*** Opening of STUDY TEXT ***

Prevention of Diabetes Mellitus
When people talk about prevention of diabetes, it is usually about preventing type 2 diabetes. In the majority of cases, type 2 diabetes is brought on by lifestyle factors which can often be prevented.
These include an unbalanced diet, lack of activity, lack of sleep, stress, smoking and alcohol.
By making lifestyles changes, you can decrease your risk of developing type 2 diabetes.
Leading doctors and researchers point to excessive levels of insulin as the likely reason why insulin resistance and type 2 diabetes develops.
Strategies such as low-carb diets and exercise help to reduce levels of insulin and are therefore effective for preventing type 2 diabetes from developing.
Losing weight, adopting more activity into your day, stopping smoking and reducing alcohol intake can also help towards lowering the risk of developing type 2 diabetes mellitus and improving your all-round health.
Diet is the most important part of lifestyle change. The adage that you can’t outrun a bad diet is true.
It is much easier to lose weight on a good diet even if you are struggling to do exercise, than it is through exercise if you’re eating a poor diet.

*** Close of STUDY TEXT ***
*** Opening of SUPPLIED INFORMATION ***

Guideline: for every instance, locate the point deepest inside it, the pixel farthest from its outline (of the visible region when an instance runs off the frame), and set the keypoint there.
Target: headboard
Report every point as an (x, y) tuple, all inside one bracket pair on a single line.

*** Close of SUPPLIED INFORMATION ***

QUESTIONS TO ANSWER>
1) Summarize the text on preventing diabetes in two sentences.
2) In the text on preventing diabetes, what do leading doctors and researchers point to as the likely reason insulin resistance and type 2 diabetes develop?

EXERCISE SOLUTIONS>
1) Preventing diabetes usually means preventing type 2 diabetes, which in most cases is brought on by avoidable lifestyle factors such as an unbalanced diet, lack of activity, lack of sleep, stress, smoking and alcohol, and which leading doctors and researchers link to excessive insulin levels. Low-carb diets and exercise reduce insulin, and losing weight, being more active, stopping smoking and cutting alcohol also lower the risk, with diet being the most important part of lifestyle change.

2) Excessive levels of insulin.